Jejejejeje lo que dicen de poner archivos en cuarentena del sistema.....  en la vida he visto yo algo asi tio... que vamos lo mismo se puede dar el caso de que te lo detecte como algo raro pero que por norma general no suele dar fallos.....

Y para aquel que dijo que el AVG no es gratuito..... mira bien... q te da la opcion de instalar una proteccion gratuita u otra de prueba y despues pagas... pero con la proteccion gratuita va de sobra.

Un saludo!


----------



## unleased! (Oct 21, 2010)

MonjeLoco dijo:


> Jejejejeje lo que dicen de poner archivos en cuarentena del sistema.....  en la vida he visto yo algo asi tio... que vamos lo mismo se puede dar el caso de que te lo detecte como algo raro pero que por norma general no suele dar fallos....


 http://www.baluart.net/articulo/avg-ofrece-1-ano-de-licencia-gratis-por-error-en-actualizacion

A mi pc y a otros 20 equipos mas de mi antigua clase les paso lo mismo, no hablo por hablar...


----------



## MonjeLoco (Oct 21, 2010)

"A mi pc y a otros 20 equipos mas de mi antigua clase les paso lo mismo, no hablo por hablar..."

Que PC tienes? y con que sistema operativo???


----------



## KarlosDC23 (Oct 21, 2010)

Esas "cadenas" realmente las odio!!!:enfadado:
ya llega ser molestoso tener que ver como el msn de un contacto afectado te envie el mismo mensaje con el maldito *link *


----------



## hell_fish (Oct 22, 2010)

jajajaja te refieres a un link como este ??  ----> 

(05:06 p.m.) milena:	mira esta fotografía  http://www.bullseye.ie/AlisaSexy.JPG

pdt: no den clic en el link  ¬¬


----------



## panxozu (Oct 22, 2010)

ya le di clic  hablando en serio como son molestos


----------

= Entradas del conjunto =
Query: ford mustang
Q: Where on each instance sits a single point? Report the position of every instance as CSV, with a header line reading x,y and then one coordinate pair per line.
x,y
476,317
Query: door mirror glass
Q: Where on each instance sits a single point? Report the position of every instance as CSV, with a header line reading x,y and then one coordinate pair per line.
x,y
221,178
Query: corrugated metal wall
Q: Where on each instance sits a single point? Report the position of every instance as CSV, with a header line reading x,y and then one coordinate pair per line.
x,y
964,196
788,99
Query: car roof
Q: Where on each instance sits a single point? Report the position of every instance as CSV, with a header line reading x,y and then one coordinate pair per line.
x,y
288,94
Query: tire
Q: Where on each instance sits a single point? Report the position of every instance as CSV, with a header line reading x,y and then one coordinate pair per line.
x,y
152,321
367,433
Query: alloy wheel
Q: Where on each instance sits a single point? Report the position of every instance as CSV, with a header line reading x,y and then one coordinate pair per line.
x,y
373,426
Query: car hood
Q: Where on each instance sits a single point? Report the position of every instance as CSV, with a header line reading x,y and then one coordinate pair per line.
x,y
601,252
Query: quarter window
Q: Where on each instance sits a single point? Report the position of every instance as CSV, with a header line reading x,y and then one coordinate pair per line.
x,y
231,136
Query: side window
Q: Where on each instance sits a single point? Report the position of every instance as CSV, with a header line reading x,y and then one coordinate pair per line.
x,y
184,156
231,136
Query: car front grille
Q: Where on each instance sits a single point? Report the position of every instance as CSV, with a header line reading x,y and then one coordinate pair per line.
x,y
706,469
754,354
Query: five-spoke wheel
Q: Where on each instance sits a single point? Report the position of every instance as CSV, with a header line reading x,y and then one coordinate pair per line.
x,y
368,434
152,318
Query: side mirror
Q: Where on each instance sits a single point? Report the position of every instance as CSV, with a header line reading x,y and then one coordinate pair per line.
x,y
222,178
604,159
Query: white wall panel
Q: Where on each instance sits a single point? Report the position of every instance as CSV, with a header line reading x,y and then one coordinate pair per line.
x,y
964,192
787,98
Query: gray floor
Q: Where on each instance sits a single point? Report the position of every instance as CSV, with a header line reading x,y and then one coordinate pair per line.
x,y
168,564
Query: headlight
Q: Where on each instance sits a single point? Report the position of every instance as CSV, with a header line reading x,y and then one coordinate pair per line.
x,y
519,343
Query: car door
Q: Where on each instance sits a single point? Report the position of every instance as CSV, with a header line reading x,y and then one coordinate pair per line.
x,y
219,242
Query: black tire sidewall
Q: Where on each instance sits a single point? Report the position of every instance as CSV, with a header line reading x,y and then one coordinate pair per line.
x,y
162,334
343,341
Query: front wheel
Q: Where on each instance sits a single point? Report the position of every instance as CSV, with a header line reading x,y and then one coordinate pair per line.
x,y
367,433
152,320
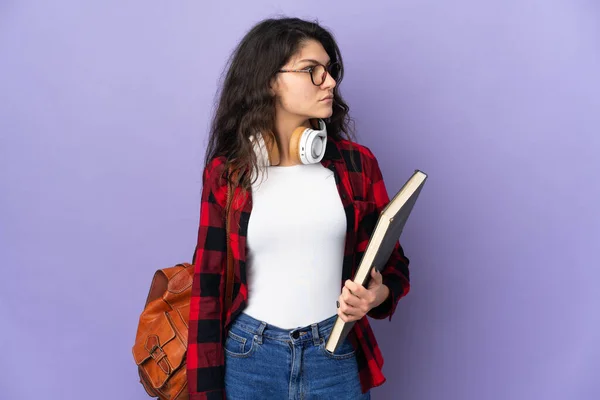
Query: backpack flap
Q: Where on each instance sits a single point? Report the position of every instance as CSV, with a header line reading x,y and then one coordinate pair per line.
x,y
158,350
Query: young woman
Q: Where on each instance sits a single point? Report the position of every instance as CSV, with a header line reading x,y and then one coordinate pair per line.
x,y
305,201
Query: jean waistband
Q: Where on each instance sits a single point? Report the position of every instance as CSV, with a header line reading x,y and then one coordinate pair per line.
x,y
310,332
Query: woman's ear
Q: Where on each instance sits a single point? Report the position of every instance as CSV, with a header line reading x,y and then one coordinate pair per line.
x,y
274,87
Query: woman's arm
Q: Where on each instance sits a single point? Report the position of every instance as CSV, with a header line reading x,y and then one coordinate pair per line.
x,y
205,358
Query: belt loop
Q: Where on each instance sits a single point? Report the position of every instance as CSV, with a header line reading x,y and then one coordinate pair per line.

---

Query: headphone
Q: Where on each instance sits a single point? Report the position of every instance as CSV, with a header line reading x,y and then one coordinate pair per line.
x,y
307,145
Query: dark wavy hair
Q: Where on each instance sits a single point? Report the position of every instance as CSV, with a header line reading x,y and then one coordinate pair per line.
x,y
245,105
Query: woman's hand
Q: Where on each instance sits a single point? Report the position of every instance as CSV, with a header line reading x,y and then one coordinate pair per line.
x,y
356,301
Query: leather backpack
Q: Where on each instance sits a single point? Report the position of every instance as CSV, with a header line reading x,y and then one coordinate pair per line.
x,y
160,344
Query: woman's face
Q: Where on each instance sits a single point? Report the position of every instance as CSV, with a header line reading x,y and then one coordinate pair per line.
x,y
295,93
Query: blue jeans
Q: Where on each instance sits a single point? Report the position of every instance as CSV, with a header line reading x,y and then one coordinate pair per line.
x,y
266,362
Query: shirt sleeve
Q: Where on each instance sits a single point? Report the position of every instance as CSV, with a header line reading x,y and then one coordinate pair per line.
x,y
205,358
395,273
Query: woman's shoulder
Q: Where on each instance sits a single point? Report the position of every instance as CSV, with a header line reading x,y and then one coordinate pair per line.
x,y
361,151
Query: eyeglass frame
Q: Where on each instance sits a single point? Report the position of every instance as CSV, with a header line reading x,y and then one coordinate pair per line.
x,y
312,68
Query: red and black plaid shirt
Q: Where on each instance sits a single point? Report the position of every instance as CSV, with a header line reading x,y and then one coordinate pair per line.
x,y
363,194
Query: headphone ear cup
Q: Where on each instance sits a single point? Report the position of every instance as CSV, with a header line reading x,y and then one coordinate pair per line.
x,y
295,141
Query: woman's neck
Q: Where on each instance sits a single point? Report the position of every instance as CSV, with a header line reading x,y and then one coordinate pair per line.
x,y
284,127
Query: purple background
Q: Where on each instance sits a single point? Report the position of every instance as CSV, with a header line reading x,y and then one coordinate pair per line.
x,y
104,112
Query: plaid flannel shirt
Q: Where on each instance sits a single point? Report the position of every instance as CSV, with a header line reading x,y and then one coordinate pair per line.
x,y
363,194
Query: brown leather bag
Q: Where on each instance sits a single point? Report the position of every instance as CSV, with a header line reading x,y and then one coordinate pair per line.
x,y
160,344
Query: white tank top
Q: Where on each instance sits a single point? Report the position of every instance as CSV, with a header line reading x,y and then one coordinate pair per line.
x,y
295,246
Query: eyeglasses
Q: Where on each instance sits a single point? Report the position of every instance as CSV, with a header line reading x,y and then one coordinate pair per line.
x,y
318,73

==

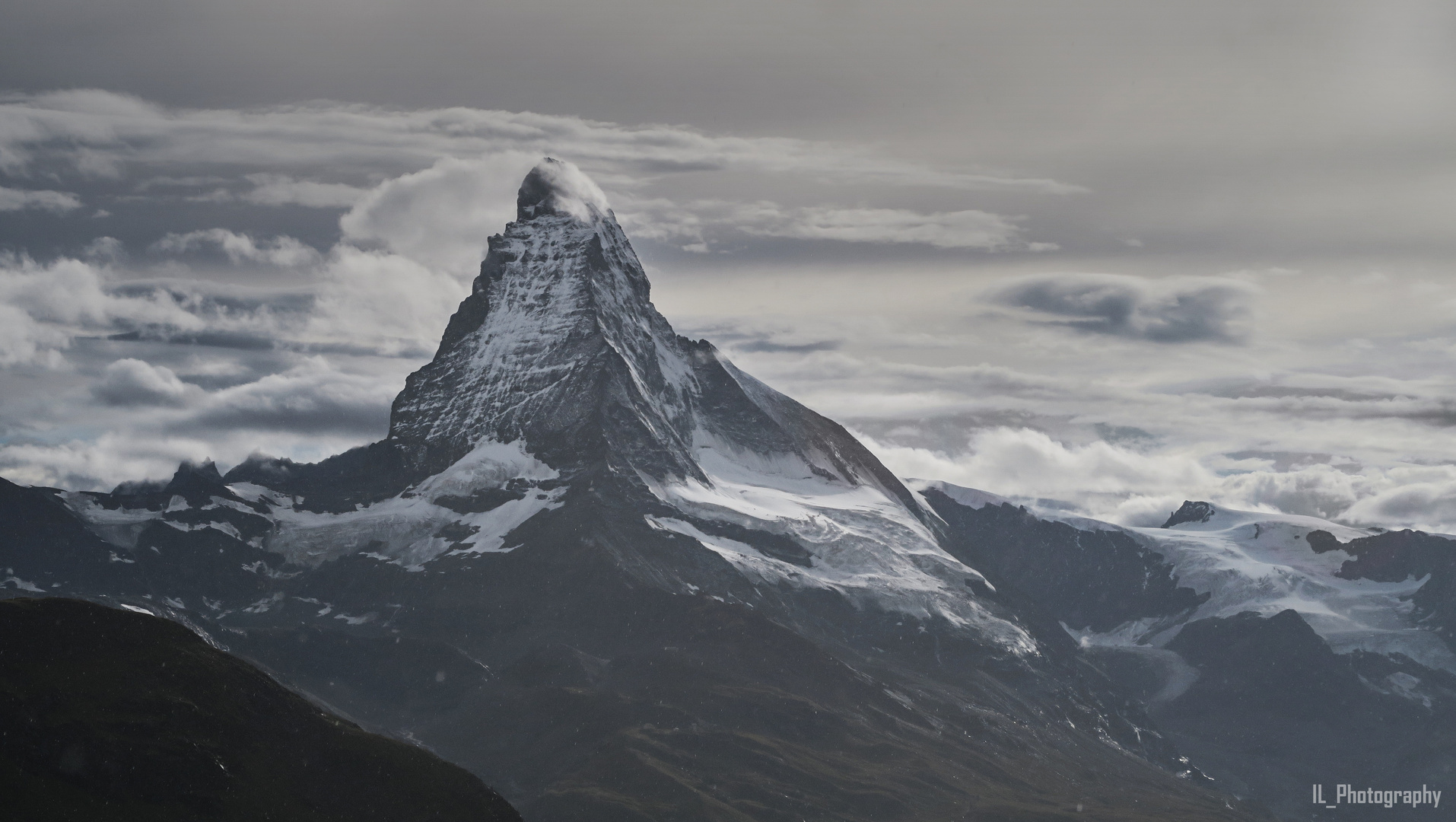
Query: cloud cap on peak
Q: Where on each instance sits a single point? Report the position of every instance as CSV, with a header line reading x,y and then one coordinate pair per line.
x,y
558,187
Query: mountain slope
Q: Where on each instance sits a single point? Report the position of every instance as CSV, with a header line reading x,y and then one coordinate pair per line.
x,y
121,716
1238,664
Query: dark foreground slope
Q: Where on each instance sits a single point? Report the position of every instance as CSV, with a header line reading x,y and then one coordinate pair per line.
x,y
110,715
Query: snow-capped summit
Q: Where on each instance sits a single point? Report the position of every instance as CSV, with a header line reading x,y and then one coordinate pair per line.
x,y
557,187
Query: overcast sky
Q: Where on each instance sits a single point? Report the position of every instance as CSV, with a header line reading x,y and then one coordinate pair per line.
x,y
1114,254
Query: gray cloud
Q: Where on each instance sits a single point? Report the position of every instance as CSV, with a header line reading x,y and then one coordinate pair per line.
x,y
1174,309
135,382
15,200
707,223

= Reto 1 =
Según el fragmento de lectura, ¿a cuántos equipos más de su antigua clase afirma unleased! que les pasó lo mismo?
= Reto 2 =
Transcriba del fragmento de lectura el pasaje que comienza en "jajajaja te refieres" y llega hasta "panxozu (Oct 22, 2010)", este último incluido.
= Reto 3 =
Indique si cada una de las siguientes afirmaciones concuerda con el fragmento de lectura, respondiendo sí o no y citando literalmente las palabras que lo deciden:
(a) Se afirma que AVG ofrece la opción de instalar una protección gratuita.
(b) hell_fish recomienda dar clic en el enlace que muestra.
(c) panxozu asegura que no le dio clic al enlace.

= Solución escrita 1 =
A otros 20 equipos.

= Solución escrita 2 =
jajajaja te refieres a un link como este ??  ----> 

(05:06 p.m.) milena:	mira esta fotografía  http://www.bullseye.ie/AlisaSexy.JPG

pdt: no den clic en el link  ¬¬


----------



## panxozu (Oct 22, 2010)

= Solución escrita 3 =
(a) Sí: «q te da la opcion de instalar una proteccion gratuita u otra de prueba y despues pagas».
(b) No: «no den clic en el link».
(c) No: «ya le di clic».